To do
Reproduce the following material exactly, including every line.

==========

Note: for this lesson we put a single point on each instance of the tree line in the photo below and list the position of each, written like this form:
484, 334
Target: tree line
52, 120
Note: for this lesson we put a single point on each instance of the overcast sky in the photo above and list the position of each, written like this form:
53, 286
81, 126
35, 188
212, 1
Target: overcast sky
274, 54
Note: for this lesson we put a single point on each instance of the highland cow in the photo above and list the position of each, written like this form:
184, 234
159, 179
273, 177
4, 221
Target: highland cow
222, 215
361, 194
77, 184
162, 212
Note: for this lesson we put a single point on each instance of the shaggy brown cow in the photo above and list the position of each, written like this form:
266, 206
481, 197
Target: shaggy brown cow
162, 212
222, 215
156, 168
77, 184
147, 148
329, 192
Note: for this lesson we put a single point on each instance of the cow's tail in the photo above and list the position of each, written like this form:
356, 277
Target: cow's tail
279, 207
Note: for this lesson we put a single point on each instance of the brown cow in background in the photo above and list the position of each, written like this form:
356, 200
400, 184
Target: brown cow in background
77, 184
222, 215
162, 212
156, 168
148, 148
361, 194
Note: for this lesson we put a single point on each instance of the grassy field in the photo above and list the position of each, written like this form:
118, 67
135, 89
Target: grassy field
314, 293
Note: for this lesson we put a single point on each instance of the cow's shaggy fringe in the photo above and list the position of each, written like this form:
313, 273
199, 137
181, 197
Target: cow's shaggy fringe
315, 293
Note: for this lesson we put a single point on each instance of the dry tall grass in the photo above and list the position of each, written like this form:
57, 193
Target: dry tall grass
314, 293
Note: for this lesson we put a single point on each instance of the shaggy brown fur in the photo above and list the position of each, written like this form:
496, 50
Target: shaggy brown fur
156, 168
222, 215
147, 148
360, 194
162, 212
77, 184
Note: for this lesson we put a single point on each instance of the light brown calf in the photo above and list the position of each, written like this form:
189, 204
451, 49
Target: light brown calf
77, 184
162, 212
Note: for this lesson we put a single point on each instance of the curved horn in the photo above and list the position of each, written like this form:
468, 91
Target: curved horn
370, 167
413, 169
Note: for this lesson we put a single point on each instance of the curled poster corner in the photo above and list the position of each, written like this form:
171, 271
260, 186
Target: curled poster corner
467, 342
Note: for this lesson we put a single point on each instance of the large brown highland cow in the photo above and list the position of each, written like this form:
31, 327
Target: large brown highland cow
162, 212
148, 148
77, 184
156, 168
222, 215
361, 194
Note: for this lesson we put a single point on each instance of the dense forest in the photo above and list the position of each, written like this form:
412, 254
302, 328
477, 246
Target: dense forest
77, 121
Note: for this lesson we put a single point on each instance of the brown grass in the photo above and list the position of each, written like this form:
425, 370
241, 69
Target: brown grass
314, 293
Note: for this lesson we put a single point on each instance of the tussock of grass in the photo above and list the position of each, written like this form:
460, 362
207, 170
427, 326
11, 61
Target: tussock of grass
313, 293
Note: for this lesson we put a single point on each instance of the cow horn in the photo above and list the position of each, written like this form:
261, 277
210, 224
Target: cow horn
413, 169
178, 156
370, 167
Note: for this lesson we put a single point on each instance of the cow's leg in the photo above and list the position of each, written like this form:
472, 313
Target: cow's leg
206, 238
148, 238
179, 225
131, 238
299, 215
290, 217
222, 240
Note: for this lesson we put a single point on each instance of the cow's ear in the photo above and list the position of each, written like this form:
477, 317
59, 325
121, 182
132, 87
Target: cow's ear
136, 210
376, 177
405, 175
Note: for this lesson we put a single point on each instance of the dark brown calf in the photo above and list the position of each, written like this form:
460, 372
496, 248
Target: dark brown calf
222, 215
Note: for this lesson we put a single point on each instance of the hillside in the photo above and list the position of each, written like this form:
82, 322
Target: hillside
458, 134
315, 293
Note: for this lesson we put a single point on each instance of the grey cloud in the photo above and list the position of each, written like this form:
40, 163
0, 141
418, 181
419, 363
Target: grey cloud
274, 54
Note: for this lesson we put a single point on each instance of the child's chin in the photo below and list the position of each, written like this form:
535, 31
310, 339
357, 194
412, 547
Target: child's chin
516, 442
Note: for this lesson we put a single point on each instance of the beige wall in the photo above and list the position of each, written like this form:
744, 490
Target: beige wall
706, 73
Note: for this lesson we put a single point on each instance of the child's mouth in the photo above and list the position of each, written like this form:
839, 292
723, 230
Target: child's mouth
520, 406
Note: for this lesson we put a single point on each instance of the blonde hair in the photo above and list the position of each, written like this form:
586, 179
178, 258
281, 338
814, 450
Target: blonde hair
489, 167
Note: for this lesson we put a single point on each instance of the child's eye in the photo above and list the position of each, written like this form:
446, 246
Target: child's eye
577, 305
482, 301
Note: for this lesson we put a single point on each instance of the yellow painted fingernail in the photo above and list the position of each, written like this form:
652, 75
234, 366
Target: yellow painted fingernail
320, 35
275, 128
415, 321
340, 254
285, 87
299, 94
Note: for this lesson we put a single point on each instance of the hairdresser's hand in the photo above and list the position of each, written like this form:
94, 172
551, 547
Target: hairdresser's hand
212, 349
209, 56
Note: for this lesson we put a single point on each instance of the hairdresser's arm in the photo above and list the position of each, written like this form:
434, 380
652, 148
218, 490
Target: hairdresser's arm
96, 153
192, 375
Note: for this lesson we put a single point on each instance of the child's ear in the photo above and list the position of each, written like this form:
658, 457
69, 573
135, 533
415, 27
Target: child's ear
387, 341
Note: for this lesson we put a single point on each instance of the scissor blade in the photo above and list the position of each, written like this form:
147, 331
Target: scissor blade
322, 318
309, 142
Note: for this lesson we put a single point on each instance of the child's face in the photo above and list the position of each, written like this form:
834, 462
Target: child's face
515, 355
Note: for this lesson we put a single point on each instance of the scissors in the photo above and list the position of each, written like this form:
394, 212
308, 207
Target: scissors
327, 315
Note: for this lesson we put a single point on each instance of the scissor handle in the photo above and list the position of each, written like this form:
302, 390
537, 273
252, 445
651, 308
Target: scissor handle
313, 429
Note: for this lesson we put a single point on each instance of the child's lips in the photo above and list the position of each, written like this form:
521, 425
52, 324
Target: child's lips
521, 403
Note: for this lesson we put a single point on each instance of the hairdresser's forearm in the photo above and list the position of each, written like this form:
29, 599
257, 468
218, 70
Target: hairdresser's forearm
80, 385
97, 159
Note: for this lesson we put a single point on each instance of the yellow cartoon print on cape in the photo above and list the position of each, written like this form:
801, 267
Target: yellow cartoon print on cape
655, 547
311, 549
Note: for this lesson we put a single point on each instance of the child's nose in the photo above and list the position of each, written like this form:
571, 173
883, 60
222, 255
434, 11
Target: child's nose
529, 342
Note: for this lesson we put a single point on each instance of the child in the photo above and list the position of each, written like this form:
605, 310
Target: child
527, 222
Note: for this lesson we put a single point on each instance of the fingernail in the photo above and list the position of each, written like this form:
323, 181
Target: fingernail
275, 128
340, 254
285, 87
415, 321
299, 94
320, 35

==========

Output for this task
Note: for this lesson we put a single point on each instance of the tree line in the photo below and list the position of each, written like this form:
484, 334
Target: tree line
52, 120
Note: for this lesson we put a single point on each instance of the overcast sky in the photo above and list the position of each, written like this form:
53, 286
81, 126
35, 188
212, 1
Target: overcast sky
274, 54
Note: for this lesson we put a single point on each instance of the highland cow in the photo above and list the position of each, written like this form:
184, 234
159, 179
273, 177
4, 221
Target: highland cow
222, 215
361, 194
77, 184
162, 212
Note: for this lesson we put a single point on each instance of the shaggy brown cow in the photo above and list the position of each, written like this form:
266, 206
481, 197
Target: shaggy brown cow
162, 212
222, 215
156, 168
77, 184
147, 148
329, 192
Note: for this lesson we put a single point on each instance of the cow's tail in the photo above and list the position of each, written like this form:
356, 277
Target: cow's tail
279, 207
Note: for this lesson we put a single point on each instance of the brown cow in background in the photo above and list the position of each, written like this form:
356, 200
400, 184
Target: brown cow in background
77, 184
222, 215
162, 212
156, 168
148, 148
361, 194
Note: for this lesson we put a single point on each instance of the grassy field in the photo above and list the position of each, written like this form:
118, 67
135, 89
Target: grassy field
314, 293
Note: for this lesson we put a single point on each instance of the cow's shaggy fringe in the photo above and list the position of each, written like this form:
313, 273
199, 137
181, 197
Target: cow's shaggy fringe
315, 293
Note: for this lesson we put a single point on each instance of the dry tall grass in the photo above and list the position of each, written like this form:
57, 193
Target: dry tall grass
314, 293
Note: for this lesson we put a single point on each instance of the shaggy brown fur in the photo above and list the position of each, written like this form:
496, 50
Target: shaggy brown fur
156, 168
222, 215
147, 148
360, 194
162, 212
77, 184
Note: for this lesson we put a single point on each instance of the light brown calf in the photo above and list the position of each, written like this form:
189, 204
451, 49
Target: light brown calf
77, 184
162, 212
Note: for this lesson we put a single point on each instance of the curved horn in the photo above and list the position of each, written like this form:
468, 91
Target: curved horn
370, 167
413, 169
Note: for this lesson we put a single point on each instance of the curled poster corner in the photo above and list the position of each, written like this form:
171, 271
260, 186
Target: curled poster corner
467, 342
Note: for this lesson we put a single point on each instance of the large brown highland cow in the photo above and list the position of each, written like this form:
31, 327
Target: large brown highland cow
162, 212
148, 148
77, 184
156, 168
222, 215
361, 194
Note: for this lesson we put a single point on each instance of the dense forest in the photo above and list the position of each, written like this form:
412, 254
302, 328
477, 246
Target: dense forest
77, 121
Note: for this lesson we put a single point on each instance of the brown grass in the photo above and list the position of each, written like this form:
425, 370
241, 69
Target: brown grass
314, 293
Note: for this lesson we put a single point on each instance of the tussock of grass in the photo above and list the position of each, written like this form:
460, 362
207, 170
427, 326
11, 61
Target: tussock of grass
313, 293
Note: for this lesson we put a single point on each instance of the cow horn in the photo above and list the position of each, written like this form:
261, 277
210, 224
Target: cow horn
413, 169
178, 156
370, 167
Note: for this lesson we put a single point on each instance of the cow's leg in the photo above and list the position of each, written like this form:
472, 313
Target: cow's leg
206, 238
148, 238
179, 225
131, 238
299, 215
290, 217
222, 240
Note: for this lesson we put a single point on each instance of the cow's ear in the photo above and list the position of each, written like this form:
477, 317
59, 325
121, 182
132, 87
Target: cow's ear
136, 210
376, 177
405, 175
Note: for this lesson we put a single point on each instance of the dark brown calf in the photo above and list the position of each, written like this form:
460, 372
496, 248
Target: dark brown calf
222, 215
Note: for this lesson we put a single point on each instance of the hillside in the photo above and list the position of each, written like this form:
82, 322
Target: hillside
458, 134
315, 293
Note: for this lesson we put a single point on each instance of the grey cloud in the photo above and list the position of each, written like this form:
40, 163
0, 141
418, 181
419, 363
Target: grey cloud
274, 54
Note: for this lesson we put a single point on each instance of the child's chin in the photo below and list the position of each, written like this form:
535, 31
310, 339
357, 194
412, 547
Target: child's chin
516, 442
Note: for this lesson we put a single point on each instance of the beige wall in the photo above and list the position of each, written like this form:
744, 490
Target: beige wall
706, 73
Note: for this lesson we put a single point on each instance of the child's mouth in the photo above and list the position of each, written like this form:
839, 292
723, 230
Target: child's mouth
520, 406
Note: for this lesson we put a single point on each instance of the blonde hair in the photo above and list the position of each, written like this form:
586, 179
178, 258
281, 338
814, 450
Target: blonde hair
489, 167
Note: for this lesson we put a single point on each instance of the child's eye in the photo above and list the position of each, written like this form:
446, 246
Target: child's eye
577, 305
482, 301
Note: for this lesson we put a single point on each instance of the yellow painted fingernail in the photo above and list the position of each, written like this form:
652, 75
234, 366
Target: yellow painted fingernail
320, 35
275, 128
415, 321
340, 254
285, 87
299, 94
Note: for this lesson we put a single point on each instance of the hairdresser's hand in the photo above and list the position of each, written like this form:
94, 172
551, 547
Target: hairdresser's hand
212, 349
209, 56
Note: for this lesson we put a single point on each instance of the hairdresser's arm in the photo above and list the position of each, written like this form:
434, 380
652, 148
218, 490
Target: hairdresser's arm
96, 153
192, 375
Note: for this lesson we put a single point on each instance of the child's ear in the photo above and list the position of each, written like this form:
658, 457
69, 573
135, 533
415, 27
Target: child's ear
387, 341
Note: for this lesson we put a single point on each instance of the scissor blade in the photo above and list the position of each, written like this form:
147, 331
Target: scissor blade
322, 318
309, 142
Note: for this lesson we put a single point on each instance of the child's face in the photo above and list the position of each, written like this form:
834, 462
Target: child's face
515, 355
Note: for this lesson we put a single point on each instance of the scissors in the photo above and list the position of each, written like this form:
394, 212
308, 207
Target: scissors
327, 315
Note: for this lesson we put a single point on each instance of the scissor handle in the photo above and list the position of each, written like this form:
302, 390
537, 273
252, 445
651, 308
Target: scissor handle
313, 429
Note: for this lesson we put a single point on each instance of the child's lips in the photo above and list the position of each, written like this form:
521, 425
52, 324
Target: child's lips
521, 403
Note: for this lesson we put a single point on each instance of the hairdresser's forearm in the photo above and list the position of each, written like this form:
29, 599
257, 468
218, 70
Target: hairdresser's forearm
80, 385
97, 159
Note: for this lesson we put a single point on each instance of the yellow cartoon print on cape in the photo above and list the position of each, written like this form:
801, 267
Target: yellow cartoon print on cape
655, 547
311, 549
Note: for this lesson we put a single point on each instance of the child's nose in the photo above and list the position of each, written like this form:
571, 173
883, 60
222, 255
434, 11
Target: child's nose
529, 342
Note: for this lesson we put a single point on each instance of the child in the photo above and list the position of each, written like this form:
605, 310
Target: child
527, 222
Note: for this lesson we put a single point on each instance of the fingernail in the photo above and list the position of each, written like this form:
323, 181
Target: fingernail
275, 128
340, 254
285, 87
415, 321
299, 94
320, 35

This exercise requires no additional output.